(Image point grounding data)
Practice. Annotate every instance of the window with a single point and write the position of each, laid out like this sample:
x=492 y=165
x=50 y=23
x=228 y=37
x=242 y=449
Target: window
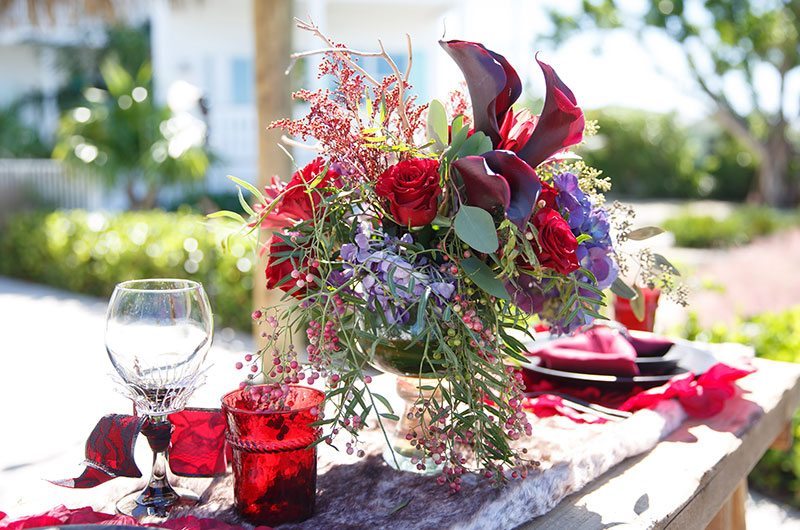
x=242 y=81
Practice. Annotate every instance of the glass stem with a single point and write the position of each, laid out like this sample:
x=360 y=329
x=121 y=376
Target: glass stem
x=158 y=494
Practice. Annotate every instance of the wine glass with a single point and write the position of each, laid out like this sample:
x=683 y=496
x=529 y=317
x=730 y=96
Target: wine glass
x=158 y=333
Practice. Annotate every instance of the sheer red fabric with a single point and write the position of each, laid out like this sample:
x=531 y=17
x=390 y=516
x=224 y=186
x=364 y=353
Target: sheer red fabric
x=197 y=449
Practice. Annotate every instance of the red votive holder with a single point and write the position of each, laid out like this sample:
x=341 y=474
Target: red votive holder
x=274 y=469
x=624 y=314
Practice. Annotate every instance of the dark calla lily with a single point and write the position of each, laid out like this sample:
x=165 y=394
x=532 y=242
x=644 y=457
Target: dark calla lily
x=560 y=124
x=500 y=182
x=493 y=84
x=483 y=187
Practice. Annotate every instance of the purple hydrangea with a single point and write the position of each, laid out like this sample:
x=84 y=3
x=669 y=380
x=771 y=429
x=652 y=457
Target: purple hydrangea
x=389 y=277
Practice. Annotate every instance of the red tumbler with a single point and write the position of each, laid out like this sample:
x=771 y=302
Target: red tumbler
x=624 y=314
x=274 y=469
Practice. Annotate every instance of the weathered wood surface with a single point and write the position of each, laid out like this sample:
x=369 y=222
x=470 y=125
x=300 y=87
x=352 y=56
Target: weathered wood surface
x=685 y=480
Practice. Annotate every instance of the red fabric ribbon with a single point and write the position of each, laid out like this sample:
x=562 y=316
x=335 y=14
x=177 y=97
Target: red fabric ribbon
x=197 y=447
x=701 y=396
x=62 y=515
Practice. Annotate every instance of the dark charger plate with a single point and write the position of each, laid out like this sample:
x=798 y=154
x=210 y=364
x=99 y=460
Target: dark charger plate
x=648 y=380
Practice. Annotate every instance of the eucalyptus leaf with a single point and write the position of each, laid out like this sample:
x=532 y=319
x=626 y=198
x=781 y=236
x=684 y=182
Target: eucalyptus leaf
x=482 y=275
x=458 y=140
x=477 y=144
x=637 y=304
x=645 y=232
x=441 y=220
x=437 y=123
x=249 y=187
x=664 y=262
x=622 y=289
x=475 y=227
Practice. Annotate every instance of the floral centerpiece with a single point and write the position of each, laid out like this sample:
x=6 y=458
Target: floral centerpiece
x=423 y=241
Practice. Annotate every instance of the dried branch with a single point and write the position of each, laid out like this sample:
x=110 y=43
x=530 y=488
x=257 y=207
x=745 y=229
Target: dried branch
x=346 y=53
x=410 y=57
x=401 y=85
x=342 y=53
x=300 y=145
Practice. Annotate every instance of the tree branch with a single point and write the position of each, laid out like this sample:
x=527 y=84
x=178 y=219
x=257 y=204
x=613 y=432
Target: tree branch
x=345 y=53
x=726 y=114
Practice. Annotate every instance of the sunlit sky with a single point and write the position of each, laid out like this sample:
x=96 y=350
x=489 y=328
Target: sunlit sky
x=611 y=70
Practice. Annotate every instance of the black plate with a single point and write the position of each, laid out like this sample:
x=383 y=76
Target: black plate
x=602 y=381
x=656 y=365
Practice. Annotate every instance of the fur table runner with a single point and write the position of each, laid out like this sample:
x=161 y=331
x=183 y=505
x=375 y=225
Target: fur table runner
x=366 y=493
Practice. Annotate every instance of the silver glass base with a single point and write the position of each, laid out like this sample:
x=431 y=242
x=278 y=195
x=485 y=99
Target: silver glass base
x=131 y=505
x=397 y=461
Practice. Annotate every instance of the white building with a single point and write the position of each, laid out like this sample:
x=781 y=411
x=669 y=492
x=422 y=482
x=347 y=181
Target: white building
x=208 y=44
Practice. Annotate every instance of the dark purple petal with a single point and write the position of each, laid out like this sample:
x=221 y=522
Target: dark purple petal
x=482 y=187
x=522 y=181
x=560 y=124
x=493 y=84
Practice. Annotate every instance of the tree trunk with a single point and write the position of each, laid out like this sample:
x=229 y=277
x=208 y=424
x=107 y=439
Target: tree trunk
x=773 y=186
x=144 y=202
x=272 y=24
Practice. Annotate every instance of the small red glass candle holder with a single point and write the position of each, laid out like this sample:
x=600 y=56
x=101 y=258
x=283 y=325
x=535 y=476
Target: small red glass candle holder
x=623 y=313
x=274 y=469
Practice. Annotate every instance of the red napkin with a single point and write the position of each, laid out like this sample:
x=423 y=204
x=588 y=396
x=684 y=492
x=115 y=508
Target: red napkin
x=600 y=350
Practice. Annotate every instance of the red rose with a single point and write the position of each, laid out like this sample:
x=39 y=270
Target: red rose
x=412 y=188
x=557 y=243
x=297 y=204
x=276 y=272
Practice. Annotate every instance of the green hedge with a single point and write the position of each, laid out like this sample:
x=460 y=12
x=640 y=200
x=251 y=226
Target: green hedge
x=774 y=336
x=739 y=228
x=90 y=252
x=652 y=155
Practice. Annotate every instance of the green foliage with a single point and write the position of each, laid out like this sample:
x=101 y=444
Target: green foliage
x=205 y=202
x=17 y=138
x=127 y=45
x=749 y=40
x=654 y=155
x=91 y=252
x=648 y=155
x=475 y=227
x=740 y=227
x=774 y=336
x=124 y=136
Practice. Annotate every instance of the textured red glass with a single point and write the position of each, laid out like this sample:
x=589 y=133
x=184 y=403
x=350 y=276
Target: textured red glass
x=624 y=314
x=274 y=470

■ Task description
Repeat all the records exactly, images excluded.

■ Response to the task
Practice. Annotate every instance of the window with a single point and write the position of each, laid out like this sample:
x=492 y=165
x=50 y=23
x=228 y=37
x=242 y=449
Target: window
x=242 y=81
Practice. Annotate every instance of the glass stem with a single point and write the position of each, laid out like this sample:
x=360 y=329
x=121 y=376
Target: glass stem
x=158 y=494
Practice. Annotate every instance of the wine glass with a single point and write the position of each, laid out like this sample:
x=683 y=496
x=529 y=317
x=730 y=96
Target: wine glass
x=158 y=333
Practice. Annotate every instance of the sheer red fabric with a single point and write the position of each, laid out like this sample:
x=531 y=17
x=390 y=516
x=224 y=186
x=364 y=353
Target: sheer red fabric
x=197 y=449
Practice. Annotate every instance of the red votive holder with a single point and write the position of each, laid out like this sample:
x=341 y=474
Target: red votive holder
x=274 y=469
x=624 y=314
Practice. Annotate every instance of the dark calla lily with a single point and write the position of each, laid out like this sample:
x=165 y=394
x=532 y=242
x=644 y=457
Target: dark calla lily
x=560 y=124
x=500 y=182
x=493 y=84
x=483 y=187
Practice. Annotate every instance of the purple hydrangea with a single point and write the position of each, laid out like this sample:
x=84 y=3
x=669 y=380
x=771 y=429
x=652 y=457
Target: purple hydrangea
x=389 y=277
Practice. Annotate every instance of the red tumbler with a single point and write the position of each, laid out like this sample:
x=771 y=302
Target: red tumbler
x=624 y=314
x=274 y=469
Practice. Annotate every instance of the weathered wood surface with a single point and write the position of each, laid out like this sample:
x=369 y=222
x=470 y=125
x=300 y=87
x=352 y=56
Target: weathered wood surface
x=685 y=480
Practice. Annotate every instance of the red fabric ribbon with a single point and write the position of each, laid out like this sample:
x=562 y=316
x=335 y=14
x=177 y=97
Target: red fabric ribbon
x=197 y=447
x=701 y=396
x=62 y=515
Practice. Annotate every instance of the dark charger plate with a single point and write the position of each, laid out like this sample:
x=798 y=154
x=210 y=364
x=99 y=460
Target: dark charger plate
x=648 y=380
Practice. Annotate every instance of the eucalyptus leaf with a single point and write the position of each, laid out like this sample:
x=532 y=319
x=626 y=198
x=781 y=236
x=684 y=182
Target: eucalyptus leaf
x=482 y=275
x=458 y=140
x=477 y=144
x=637 y=304
x=645 y=232
x=441 y=220
x=437 y=123
x=249 y=187
x=664 y=262
x=622 y=289
x=475 y=227
Practice. Annotate every instance of the floral centerpiece with a single point and write the position of each, laid out like this sample:
x=6 y=458
Target: floral centerpiece
x=423 y=241
Practice. Annotate every instance of the dried branch with a single point and write the position of each, laid out like this sample:
x=110 y=43
x=530 y=488
x=257 y=207
x=745 y=229
Target: dried branch
x=346 y=53
x=410 y=57
x=401 y=85
x=342 y=53
x=300 y=145
Practice. Annotate every instance of the tree branch with a single point and write the position of each, laid out like this sample:
x=527 y=84
x=178 y=219
x=257 y=204
x=613 y=432
Target: tree branch
x=345 y=53
x=726 y=114
Practice. Annotate every instance of the sunlit sky with a single point and write the position of each, laid out like this sample:
x=96 y=350
x=489 y=328
Target: sunlit sky
x=611 y=70
Practice. Annotate every instance of the black plate with a single point and write the position of each, laid out like this sample:
x=383 y=76
Target: black plate
x=602 y=381
x=656 y=365
Practice. Annotate every instance of the fur table runner with a single point and write the position of each, laid out like this sample:
x=161 y=331
x=183 y=505
x=375 y=225
Target: fur table runner
x=366 y=493
Practice. Annotate every instance of the silver glass base with a single point and write the position of each, laid out like this sample:
x=431 y=242
x=278 y=195
x=485 y=99
Target: silver glass base
x=131 y=505
x=397 y=461
Practice. Annotate every instance of the white building with a single point and write the position of each, laid out like this sample:
x=781 y=411
x=669 y=492
x=422 y=482
x=347 y=181
Target: white building
x=208 y=44
Practice. Annotate every instance of the dark purple petal with a single point and write the position of each, laid out like this sample:
x=221 y=522
Target: dark purple petal
x=482 y=187
x=522 y=181
x=560 y=124
x=493 y=84
Practice. Annotate every instance of the tree trunk with a single point and write the position of each, laid out like this sample:
x=229 y=277
x=208 y=424
x=107 y=439
Target: tree trunk
x=773 y=186
x=144 y=202
x=272 y=24
Practice. Annotate every instance of the small red glass candle holder with a single point and write the position of each, laid out like this sample:
x=600 y=56
x=101 y=258
x=283 y=325
x=535 y=476
Target: small red glass candle holder
x=623 y=313
x=274 y=469
Practice. Annotate every instance of the red napkin with a single point and write the position of each, laid out like this sample:
x=423 y=204
x=588 y=396
x=684 y=492
x=115 y=508
Target: red napkin
x=600 y=350
Practice. Annotate every instance of the red rose with a single point and write the position of each, laid out like this sample:
x=39 y=270
Target: red rose
x=412 y=188
x=557 y=243
x=297 y=204
x=276 y=272
Practice. Annotate every instance of the green hedge with a single point and write the position of each, laid out like this sample:
x=460 y=12
x=640 y=200
x=251 y=226
Target: green hedge
x=774 y=336
x=739 y=228
x=90 y=252
x=652 y=155
Practice. Annotate every instance of the green foliage with a single point and write the position of each, laid out like this sample:
x=101 y=444
Target: green foliage
x=205 y=202
x=17 y=138
x=127 y=45
x=749 y=40
x=654 y=155
x=91 y=252
x=648 y=155
x=475 y=227
x=740 y=227
x=774 y=336
x=124 y=136
Practice. Annotate every instance of the textured red glass with a single point and write the position of each, laid out like this sample:
x=589 y=133
x=184 y=403
x=350 y=276
Target: textured red glass
x=624 y=314
x=274 y=470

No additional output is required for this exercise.